DATA FOR THIS EXERCISE:
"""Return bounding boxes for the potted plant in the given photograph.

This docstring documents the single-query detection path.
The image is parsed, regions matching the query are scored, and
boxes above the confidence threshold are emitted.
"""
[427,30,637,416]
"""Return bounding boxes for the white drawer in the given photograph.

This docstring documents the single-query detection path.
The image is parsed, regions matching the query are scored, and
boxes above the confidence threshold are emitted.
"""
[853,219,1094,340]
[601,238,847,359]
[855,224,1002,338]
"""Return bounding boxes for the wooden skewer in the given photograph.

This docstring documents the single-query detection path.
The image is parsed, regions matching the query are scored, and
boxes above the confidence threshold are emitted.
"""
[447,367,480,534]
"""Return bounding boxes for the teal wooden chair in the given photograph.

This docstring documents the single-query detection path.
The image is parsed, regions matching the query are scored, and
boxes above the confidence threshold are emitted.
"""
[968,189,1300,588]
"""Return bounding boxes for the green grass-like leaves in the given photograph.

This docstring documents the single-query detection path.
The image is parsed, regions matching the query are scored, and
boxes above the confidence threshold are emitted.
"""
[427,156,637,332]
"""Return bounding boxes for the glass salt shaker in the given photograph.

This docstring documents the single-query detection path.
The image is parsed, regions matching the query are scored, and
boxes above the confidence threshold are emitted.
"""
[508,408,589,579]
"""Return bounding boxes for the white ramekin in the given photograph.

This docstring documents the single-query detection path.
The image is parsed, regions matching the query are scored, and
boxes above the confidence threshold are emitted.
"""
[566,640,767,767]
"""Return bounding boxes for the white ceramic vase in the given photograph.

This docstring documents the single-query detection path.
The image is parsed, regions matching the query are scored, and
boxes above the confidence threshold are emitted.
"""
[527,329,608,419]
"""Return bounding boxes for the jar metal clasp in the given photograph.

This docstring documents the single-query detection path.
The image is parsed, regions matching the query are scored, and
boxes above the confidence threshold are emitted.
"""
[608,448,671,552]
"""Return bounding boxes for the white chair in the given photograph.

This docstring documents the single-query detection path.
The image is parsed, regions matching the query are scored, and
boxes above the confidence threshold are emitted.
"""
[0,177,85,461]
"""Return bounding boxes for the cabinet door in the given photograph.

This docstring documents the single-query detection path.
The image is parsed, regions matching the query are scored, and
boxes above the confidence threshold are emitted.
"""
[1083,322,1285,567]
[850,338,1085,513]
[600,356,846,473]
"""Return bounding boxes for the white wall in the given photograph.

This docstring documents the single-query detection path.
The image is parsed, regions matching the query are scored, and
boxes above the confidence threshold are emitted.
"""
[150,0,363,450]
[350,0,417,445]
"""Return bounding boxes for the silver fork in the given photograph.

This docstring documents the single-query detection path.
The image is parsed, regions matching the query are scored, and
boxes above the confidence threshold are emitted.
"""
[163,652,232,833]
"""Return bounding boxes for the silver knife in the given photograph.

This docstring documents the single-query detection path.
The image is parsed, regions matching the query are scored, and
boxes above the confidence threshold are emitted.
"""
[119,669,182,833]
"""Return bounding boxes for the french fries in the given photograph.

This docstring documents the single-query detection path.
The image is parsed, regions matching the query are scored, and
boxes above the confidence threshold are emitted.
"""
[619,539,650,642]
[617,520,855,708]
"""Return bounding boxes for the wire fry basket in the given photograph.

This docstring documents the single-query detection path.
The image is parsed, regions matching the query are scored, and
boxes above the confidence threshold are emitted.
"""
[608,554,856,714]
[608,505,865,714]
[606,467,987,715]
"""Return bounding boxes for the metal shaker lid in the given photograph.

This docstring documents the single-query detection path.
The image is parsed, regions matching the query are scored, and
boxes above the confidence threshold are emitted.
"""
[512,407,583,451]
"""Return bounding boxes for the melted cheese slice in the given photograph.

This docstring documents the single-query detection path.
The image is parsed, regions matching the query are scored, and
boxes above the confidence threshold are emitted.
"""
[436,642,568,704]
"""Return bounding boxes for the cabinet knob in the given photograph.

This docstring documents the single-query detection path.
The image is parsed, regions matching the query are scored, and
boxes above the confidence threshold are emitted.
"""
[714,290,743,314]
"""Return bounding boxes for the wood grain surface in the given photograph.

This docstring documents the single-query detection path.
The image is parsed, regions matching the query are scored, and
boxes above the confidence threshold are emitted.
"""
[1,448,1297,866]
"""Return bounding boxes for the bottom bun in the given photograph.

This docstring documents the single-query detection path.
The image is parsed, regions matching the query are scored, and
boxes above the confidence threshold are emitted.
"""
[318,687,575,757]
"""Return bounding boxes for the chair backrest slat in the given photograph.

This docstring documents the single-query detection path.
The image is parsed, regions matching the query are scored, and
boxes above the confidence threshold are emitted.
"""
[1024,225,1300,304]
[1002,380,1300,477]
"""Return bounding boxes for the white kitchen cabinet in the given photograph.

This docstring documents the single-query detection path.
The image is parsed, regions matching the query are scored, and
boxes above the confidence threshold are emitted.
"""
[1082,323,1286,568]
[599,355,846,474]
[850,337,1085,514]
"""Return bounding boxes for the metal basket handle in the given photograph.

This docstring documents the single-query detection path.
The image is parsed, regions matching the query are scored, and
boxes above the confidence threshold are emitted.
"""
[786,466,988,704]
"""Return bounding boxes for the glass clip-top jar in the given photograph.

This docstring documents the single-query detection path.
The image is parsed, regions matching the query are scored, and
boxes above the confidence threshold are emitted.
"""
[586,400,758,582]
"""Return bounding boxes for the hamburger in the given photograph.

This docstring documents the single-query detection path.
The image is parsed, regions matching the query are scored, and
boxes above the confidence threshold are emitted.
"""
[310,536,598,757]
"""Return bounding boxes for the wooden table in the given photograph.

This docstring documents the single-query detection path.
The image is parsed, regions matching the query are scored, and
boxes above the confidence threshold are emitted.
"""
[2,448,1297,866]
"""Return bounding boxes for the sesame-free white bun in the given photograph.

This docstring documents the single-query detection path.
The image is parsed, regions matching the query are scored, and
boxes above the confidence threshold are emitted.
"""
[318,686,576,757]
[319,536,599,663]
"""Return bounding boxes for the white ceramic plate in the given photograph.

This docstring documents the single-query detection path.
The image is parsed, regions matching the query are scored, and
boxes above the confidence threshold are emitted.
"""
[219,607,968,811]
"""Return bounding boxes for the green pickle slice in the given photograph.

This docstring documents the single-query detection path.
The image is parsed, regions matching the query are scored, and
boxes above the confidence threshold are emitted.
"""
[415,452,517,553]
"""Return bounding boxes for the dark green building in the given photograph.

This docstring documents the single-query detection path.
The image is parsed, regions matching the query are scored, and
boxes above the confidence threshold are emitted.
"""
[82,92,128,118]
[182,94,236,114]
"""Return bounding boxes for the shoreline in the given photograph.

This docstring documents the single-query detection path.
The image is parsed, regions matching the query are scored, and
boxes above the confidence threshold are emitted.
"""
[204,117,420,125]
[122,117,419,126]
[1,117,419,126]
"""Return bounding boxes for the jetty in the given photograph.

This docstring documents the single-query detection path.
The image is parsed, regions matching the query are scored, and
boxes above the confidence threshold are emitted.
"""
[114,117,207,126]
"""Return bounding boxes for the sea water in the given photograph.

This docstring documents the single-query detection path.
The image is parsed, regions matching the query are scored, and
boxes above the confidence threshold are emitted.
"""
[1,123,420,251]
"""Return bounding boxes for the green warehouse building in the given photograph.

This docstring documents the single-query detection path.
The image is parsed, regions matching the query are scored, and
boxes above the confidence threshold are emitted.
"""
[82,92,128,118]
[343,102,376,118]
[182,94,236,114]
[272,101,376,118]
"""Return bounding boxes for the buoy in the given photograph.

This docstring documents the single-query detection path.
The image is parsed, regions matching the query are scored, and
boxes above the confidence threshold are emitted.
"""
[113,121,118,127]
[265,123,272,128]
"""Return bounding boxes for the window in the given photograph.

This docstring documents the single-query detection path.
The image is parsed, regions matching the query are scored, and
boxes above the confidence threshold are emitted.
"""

WORK INSTRUCTIONS:
For the entries above, say how many lines contain the word "wooden", giving the number alone.

RESULT OF THE TASK:
3